Start of Block

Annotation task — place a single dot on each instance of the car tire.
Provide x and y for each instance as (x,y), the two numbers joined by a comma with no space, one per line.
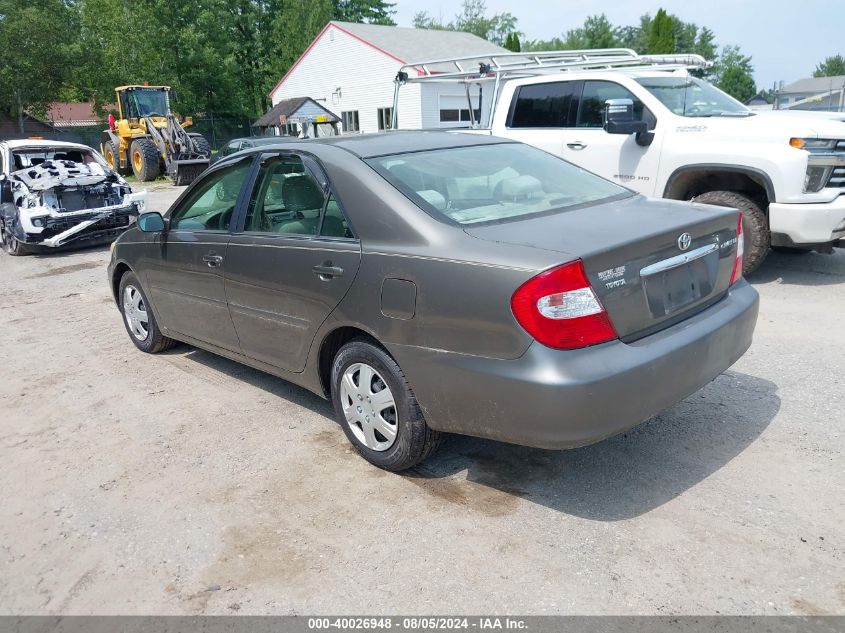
(755,225)
(145,160)
(10,244)
(138,317)
(398,437)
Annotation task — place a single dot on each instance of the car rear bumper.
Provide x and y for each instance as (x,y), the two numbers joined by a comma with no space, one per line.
(809,223)
(563,399)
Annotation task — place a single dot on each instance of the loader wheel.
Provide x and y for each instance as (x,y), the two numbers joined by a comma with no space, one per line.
(202,145)
(145,160)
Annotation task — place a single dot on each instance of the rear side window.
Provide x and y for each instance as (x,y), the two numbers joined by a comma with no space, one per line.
(491,183)
(592,104)
(545,105)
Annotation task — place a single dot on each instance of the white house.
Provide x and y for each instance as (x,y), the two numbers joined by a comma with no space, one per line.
(349,69)
(814,93)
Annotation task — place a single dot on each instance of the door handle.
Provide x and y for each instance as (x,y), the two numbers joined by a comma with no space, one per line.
(212,260)
(326,271)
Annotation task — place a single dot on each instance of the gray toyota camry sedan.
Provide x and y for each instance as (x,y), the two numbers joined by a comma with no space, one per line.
(430,282)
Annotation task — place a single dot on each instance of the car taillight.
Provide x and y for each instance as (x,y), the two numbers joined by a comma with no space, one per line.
(559,309)
(736,275)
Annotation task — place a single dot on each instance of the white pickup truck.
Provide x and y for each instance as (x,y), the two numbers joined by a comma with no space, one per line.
(648,123)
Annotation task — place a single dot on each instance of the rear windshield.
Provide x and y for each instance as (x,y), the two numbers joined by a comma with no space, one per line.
(488,183)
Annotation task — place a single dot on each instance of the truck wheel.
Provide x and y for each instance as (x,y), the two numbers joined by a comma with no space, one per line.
(377,409)
(144,157)
(755,225)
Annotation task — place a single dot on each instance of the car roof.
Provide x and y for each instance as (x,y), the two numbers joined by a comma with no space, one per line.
(387,143)
(24,142)
(260,140)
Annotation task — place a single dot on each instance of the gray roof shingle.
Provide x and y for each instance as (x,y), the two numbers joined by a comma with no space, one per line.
(815,85)
(411,45)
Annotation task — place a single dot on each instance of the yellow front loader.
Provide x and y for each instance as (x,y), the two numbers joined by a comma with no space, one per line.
(148,139)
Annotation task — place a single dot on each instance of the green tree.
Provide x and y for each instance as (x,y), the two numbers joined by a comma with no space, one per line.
(40,44)
(636,37)
(661,37)
(830,67)
(369,11)
(733,73)
(473,19)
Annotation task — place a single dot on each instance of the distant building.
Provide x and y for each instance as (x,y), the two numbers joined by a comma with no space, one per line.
(10,127)
(815,93)
(758,102)
(299,116)
(349,68)
(81,114)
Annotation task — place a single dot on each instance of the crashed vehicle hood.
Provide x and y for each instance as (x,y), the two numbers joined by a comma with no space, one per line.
(66,173)
(61,201)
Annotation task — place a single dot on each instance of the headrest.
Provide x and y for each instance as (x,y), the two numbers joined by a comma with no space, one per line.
(301,193)
(434,198)
(519,187)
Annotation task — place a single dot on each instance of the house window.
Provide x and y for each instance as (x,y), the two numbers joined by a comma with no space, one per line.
(350,121)
(454,115)
(385,115)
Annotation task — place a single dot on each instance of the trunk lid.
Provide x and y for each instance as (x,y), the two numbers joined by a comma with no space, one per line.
(632,253)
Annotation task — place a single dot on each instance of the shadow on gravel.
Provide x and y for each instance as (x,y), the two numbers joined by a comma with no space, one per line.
(627,475)
(807,269)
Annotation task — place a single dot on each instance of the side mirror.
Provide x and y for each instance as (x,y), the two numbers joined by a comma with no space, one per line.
(619,119)
(151,222)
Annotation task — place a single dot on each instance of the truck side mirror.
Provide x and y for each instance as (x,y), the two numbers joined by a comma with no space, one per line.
(151,222)
(619,119)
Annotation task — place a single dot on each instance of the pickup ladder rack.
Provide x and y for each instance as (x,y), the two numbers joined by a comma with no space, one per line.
(478,69)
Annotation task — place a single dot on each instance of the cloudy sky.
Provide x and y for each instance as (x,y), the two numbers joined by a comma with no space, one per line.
(786,39)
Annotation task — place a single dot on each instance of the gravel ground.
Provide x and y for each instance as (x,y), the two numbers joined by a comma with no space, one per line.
(185,483)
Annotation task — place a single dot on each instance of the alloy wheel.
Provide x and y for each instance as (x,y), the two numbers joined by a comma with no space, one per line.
(369,407)
(135,313)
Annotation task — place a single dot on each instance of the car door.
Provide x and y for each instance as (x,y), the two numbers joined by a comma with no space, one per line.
(291,264)
(616,157)
(185,280)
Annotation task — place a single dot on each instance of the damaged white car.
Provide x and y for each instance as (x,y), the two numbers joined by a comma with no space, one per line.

End of Block

(Work to complete): Repeat the whole of the material above exactly, but keep the pictures out.

(Result of the task):
Annotation task — place a single dot on each instance of the car tire.
Provide x and y for each instance as (x,y), the two numbers joined by a comma with no space, one per line.
(755,225)
(145,160)
(10,244)
(138,317)
(398,437)
Annotation task — place a single dot on each instance of the car rear bumper.
Provide x and y for each instance as (x,y), the two numbers joined by a comma with no space, one per line.
(809,223)
(563,399)
Annotation task — place a single dot on each instance of the loader wheel.
Provide x and y for each instance as (x,y), the two numbers joined by a comma with no space, one per line.
(202,145)
(145,160)
Annotation task — place a single dot on each instance of the rear side window.
Provide x and y for each instance as (x,y), the two numbers joined by a comma with no space, one per line.
(491,183)
(592,104)
(545,105)
Annotation task — place a single dot on each instance of the white house.
Provide x and y for each instance as (x,y), the two numbers joined by a comma with no space, one per line.
(349,69)
(814,93)
Annotation task — place a single dot on each instance of the door handle.
Provide x and y for each instance as (x,y), the two numbers joined by a comma with no space, one per line.
(212,260)
(326,271)
Annotation task — place a single dot on each instance of the gray toyota camry sedan.
Provide x and y for each instance as (x,y), the two numbers joined by a comma with no space, one per line.
(430,282)
Annotation task — place a single dot on each instance of the car taillight.
Provide x and y for each instance as (x,y), the two numbers joined by a comma with no space, one per line.
(559,309)
(736,275)
Annotation task — place a single dot on each instance of the white pickup truck.
Provide x and y for each instance as (x,y), the two numbers joined by a comma with no space, one per line.
(648,123)
Annotation task — place a single dot on each instance of the rear windshield.
Provide x and y for each instance as (x,y), the two numbers joined by a comma with no space, one per line.
(488,183)
Annotation task — place a single dot on each instance of the truck wheel.
Provide x and y for each instance as (x,y), the two numbers joined by a comma with no space, one per line.
(377,409)
(144,157)
(755,225)
Annotation task — place a single dot on each instance of the car roof.
Provide x and y for each instance as (x,y), the two numbers joined by a comma with no space, one per line.
(387,143)
(24,142)
(260,140)
Annotation task — place a single dot on each instance of the gray roof shingle.
Provide x and y for each instance as (x,y), the two numbers joined by a comma with no space, one per line.
(815,85)
(411,45)
Annotation task — place a single dot on each instance of the yellow front loader.
Provide x and y for each instance as (x,y), the two numbers joined by a comma with no space, one per line.
(148,139)
Annotation task — place a single dot on each instance of the green tree.
Provide x and y for each instance as (x,y), the two numbers joined by a comma with no space, one per line.
(40,44)
(636,37)
(661,37)
(830,67)
(369,11)
(733,73)
(473,19)
Annotation task — place a single dot on each instance of the distant building.
Provide x and y for each instance as (x,y), the two numbers joined by a comma with no space, one per line.
(10,127)
(815,93)
(758,102)
(299,116)
(349,68)
(81,114)
Annotation task — place a single dot on each instance of the crashed vehicle hood.
Provide x and y for each instance as (x,y), the two numbers joined by a comma with no space, one per line.
(66,173)
(61,201)
Annotation task — place a single dot on each instance of the headrest.
Provide x and y for each instance as (x,y), the two numbers joined by a comma with no space, one per line.
(301,193)
(434,198)
(519,187)
Annotation task — place a single dot on each instance of the house window.
Provide x and y for each instance as (x,y), the two numbers joined by a comma with no space, one per line.
(350,121)
(454,115)
(385,115)
Annotation task — place a single dot on each instance of the trunk lid.
Provide x and y for each instance as (x,y), the two numbers joined by a comma with no space, one per line.
(632,253)
Annotation task — place a single dot on each instance of the shadow on gravel.
Provide x and y for each instance as (x,y), the two numbers joined by a comma with no space, one per line.
(627,475)
(807,269)
Annotation task — place a single dot on each instance of the side mirror.
Provide x and y for each instance as (x,y), the two numbers joined by a comma with no space, one per line.
(619,119)
(151,222)
Annotation task — place a single dot on each instance of the truck side mirror.
Provide x and y for each instance as (x,y), the two numbers joined by a comma with no space, one per line.
(151,222)
(619,119)
Annotation task — place a single dot on each instance of the pickup ladder rack.
Provide x and y for each instance as (x,y), the two numbers joined by a comma with no space, one per line.
(478,69)
Annotation task — place a single dot on each instance of the cloudy sky.
Provide x and y for each instance as (x,y), the two numbers joined by a comma with no space, one per line.
(786,39)
Annotation task — place a single dot on each instance of the gravel ground.
Provide x and y for each instance as (x,y), the two numbers joined by a comma with no space, one per line.
(185,483)
Annotation task — place a single dot on each instance of the alloy wheel.
Provide x and y for each instance as (x,y), the two numbers joined by a comma with no space, one per line.
(369,407)
(135,313)
Annotation task — place a single dot on each instance of the car door.
Provide x and y for each instance as (x,y), the two numbers joined by a comma with no space, one per line.
(291,264)
(616,157)
(185,280)
Annotation task — place a single dot on each instance of the damaged white car.
Provide x and y for each instance as (x,y), the two numbers joined by a comma with no space, one per line.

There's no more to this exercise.